***** Bloco de texto

Título: Reflexões sobre a reforma tributária
Autor: Martins, Ives Gandra da Silva
Fonte: O Estado de São Paulo, 15/04/2008, Espaço Aberto, p. A2

O governo federal já encaminhou ao Congresso Nacional seu projeto de reforma tributária, seguindo a tradição de todos os governos anteriores. Collor, com a Comissão Ariosvaldo, Itamar, tendo recebido sugestões de diversas comissões, inclusive da Comissão Miguel Reale, Fernando Henrique, com a PEC 175, e Lula, com a PEC 41, em seu primeiro mandato, apresentaram projetos ao Congresso, sem se empenharem, todavia, na alteração do sistema. Todas as tentativas trouxeram frustração e as poucas modificações realizadas pioraram a Lei Suprema.

Estou convencido de que o governo federal nunca teve interesse numa reforma profunda, pois, tendo assegurado, com o texto atual, em torno de 60% do bolo tributário, teme que possa vir a perder receita se Estados e municípios se unirem para elevar a partilha fiscal. É de lembrar que, na Constituição de 1988, a União, que repassava apenas 33% da receita do Imposto sobre Produtos Industrializados (IPI) e do Imposto de Renda (IR) para Estados e municípios, passou a repassar 47%, o que a obrigou a criar a Cofins e aumentar sua alíquota de 0,5% (antigo Finsocial) para 7,6%, e a do PIS de 0,65% para 1,65%.

Assegura, contudo, o governo que, agora, é pra valer.

As cinco grandes novidades são:

Compactar Cofins, PIS, Cides e salário-educação num grande IVA;

compactar IR e CS Lucro num só tributo;

reduzir a contribuição previdenciária sobre a mão-de-obra;

reformular o ICMS para evitar a guerra fiscal;

ressuscitar o imposto sobre grandes fortunas, decadente em todo mundo, repartindo-o entre Estados e municípios.

**********

O que fazer: Dê sequência ao artigo sobre a reforma tributária, começando logo depois da última frase mostrada.

***** Dados fornecidos

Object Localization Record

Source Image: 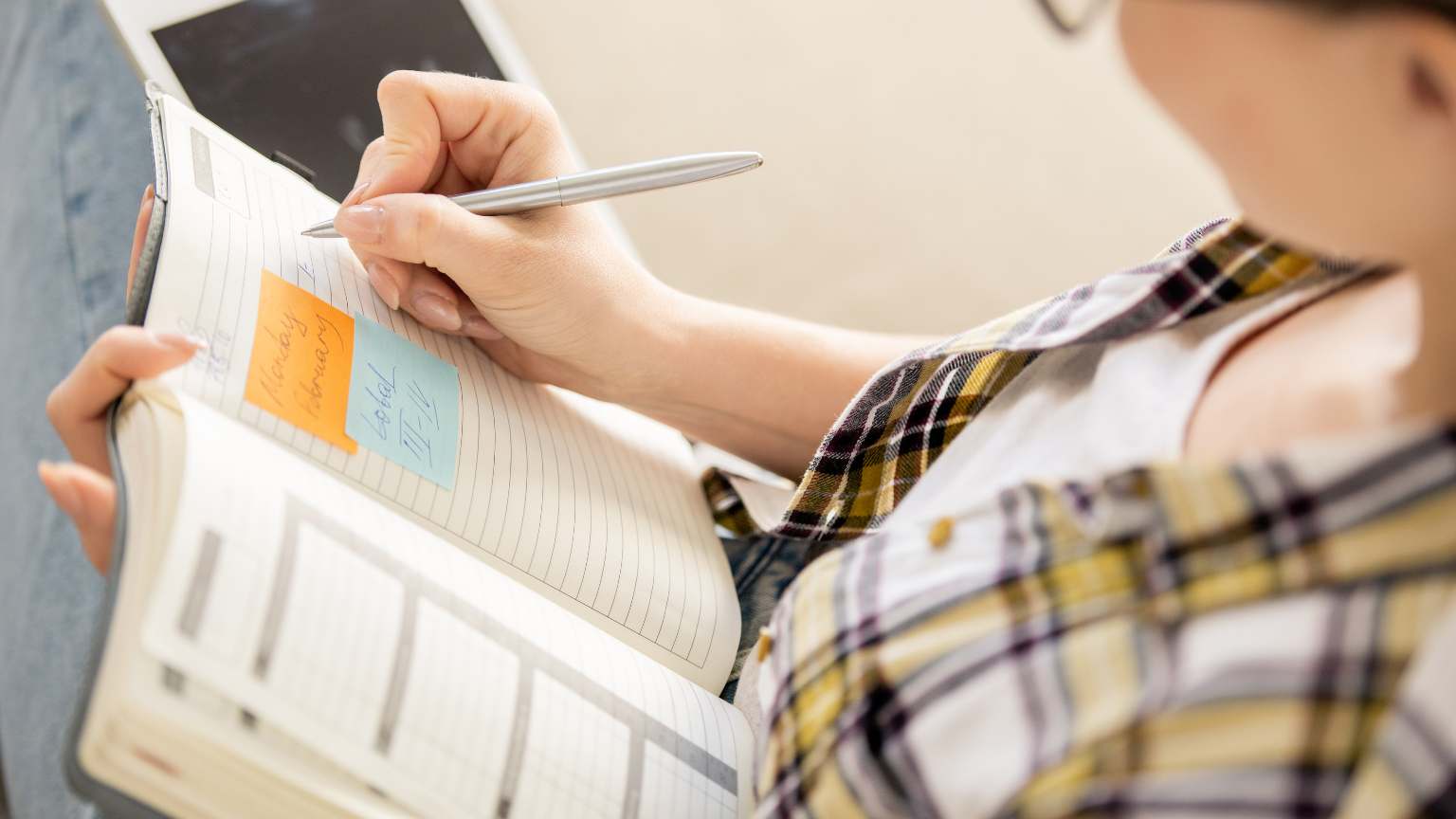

**********

Resposta escrita:
A simplificação, com redução da carga tributária, é meta de impossível avaliação sem a quantificação das alíquotas, a serem ainda definidas, e sem os projetos de leis complementares e ordinárias, a serem elaborados.

De início, qualquer reforma constitucional em profundidade gerará, necessariamente, reformulações conceituais, cujo conteúdo poderá ser questionado perante os tribunais. Na mudança do IVC para o ICMS, o STF levou 20 anos para definir, conceitualmente, o que seriam 'operação', 'circulação' e 'mercadoria'.

Teremos o IVA, que é um imposto, o qual, fora as vinculações constitucionais, é tributo desvinculado, incorporando contribuições, que são tributos vinculados a determinada finalidade. Certamente, a definição do perfil constitucional levará tempo para ser conformada pelo Judiciário. E a manutenção do artigo 149 da Constituição federal não impedirá que o governo crie, no futuro, por legislação ordinária, outras Cofins.

A meu ver, a compactação de Cofins e Cides poderia ser realizada por lei ordinária, sem necessidade de modificação constitucional, o mesmo ocorrendo com a do IR e a da Contribuição Social sobre o Lucro, já com regime jurídico idêntico. Apesar de PIS e salário-educação estarem previstos constitucionalmente como tributos distintos, eles poderiam ter o mesmo regime jurídico ordinário, sem necessidade de mudança da Lei Suprema.

É de louvar a redução da contribuição previdenciária sobre a folha de salários, se não implicar aumento de outras imposições.

No ICMS, haverá Estados ganhadores e Estados perdedores, ou seja, os que enviam mais mercadorias para outras unidades da Federação do que recebem. O programa do governo, de que um Fundo de Estabilização - sem perfil definido - compensará tais unidades, é compromisso em que poucos acreditam, pois a tradição das autoridades federais, em matéria tributária, é não cumprir suas promessas, que comprometem apenas as pessoas que as recebem.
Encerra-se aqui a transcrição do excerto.